-- Source text --
=-=-=-=-=

The 30th Sunday in Ordinary Time
October 25, 2015
Mark’s gospel which we have been reading for most of the Sundays of this year,
is full of surprises. You may not think so since you’ve heard it so many times
and you know how everything turns out. Where’s the surprise in that? But
the truth is that Mark’s gospel, the first, shortest, and snappiest of all four
gospels, has surprises lurking everywhere.
Take today’s story of the blind Bartimaeus.
How many times have you heard that story? Poor blind beggar, annoyed crowd,
persistent blind beggar, a moment with Jesus, a cry for sight, a healing, a
following. All very beautiful! But where’s the surprise?
Well, to get the surprise you’ve got to do a little
sleuthing, a little digging. And it helps if you fit the story of the
blind Bartimaeus into the larger picture of Mark’s gospel. Bartimaeus is but one
character on a broad canvas. It helps to know, for instance, that
blindness is a recurring theme throughout Mark’s gospel, and that Bartimaeus is
not the first blind man to be cured by Jesus in this gospel. Only two chapters
earlier there is that nameless blind man from Bethsaida who got his sight back.
Mark is a clever writer: he sets these two up -- the nameless blind man and
Bartimaeus -- sets them up like bookends, and he then inserts between them other
stories about blindness. I’ll get to those in a minute but, first let me jog
your memory a bit about that other blind man.
It’s kind of a curious story. Jesus cured him, not
all at once, but in stages. He first smeared some of his own spittle on the
man’s eyes and he began to see -- but not very well. He saw large forms moving
about before his eyes: people – but they looked more like trees. Only when Jesus
laid his hands on him did he begin to see 20/20.
That’s the first bookend. The first blind man.

=-=-=-=-=

(Raw records)

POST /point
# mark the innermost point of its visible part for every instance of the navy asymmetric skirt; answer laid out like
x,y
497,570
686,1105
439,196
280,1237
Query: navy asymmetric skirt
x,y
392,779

=-=-=-=-=

-- Tasks to perform --
(A) Reproduce the passage of the homily starting at "Mark is a clever" and ending at "to see 20/20.".
(B) Answer these questions from the homily:
(i) What date does the homily give for the 30th Sunday in Ordinary Time?
(ii) What town was the nameless blind man from?
(iii) What did the people he saw look more like before Jesus laid his hands on him?

-- Completed exercise --
(A)
Mark is a clever writer: he sets these two up -- the nameless blind man and
Bartimaeus -- sets them up like bookends, and he then inserts between them other
stories about blindness. I’ll get to those in a minute but, first let me jog
your memory a bit about that other blind man.
It’s kind of a curious story. Jesus cured him, not
all at once, but in stages. He first smeared some of his own spittle on the
man’s eyes and he began to see -- but not very well. He saw large forms moving
about before his eyes: people – but they looked more like trees. Only when Jesus
laid his hands on him did he begin to see 20/20.

(B)
(i) October 25, 2015
(ii) Bethsaida
(iii) Trees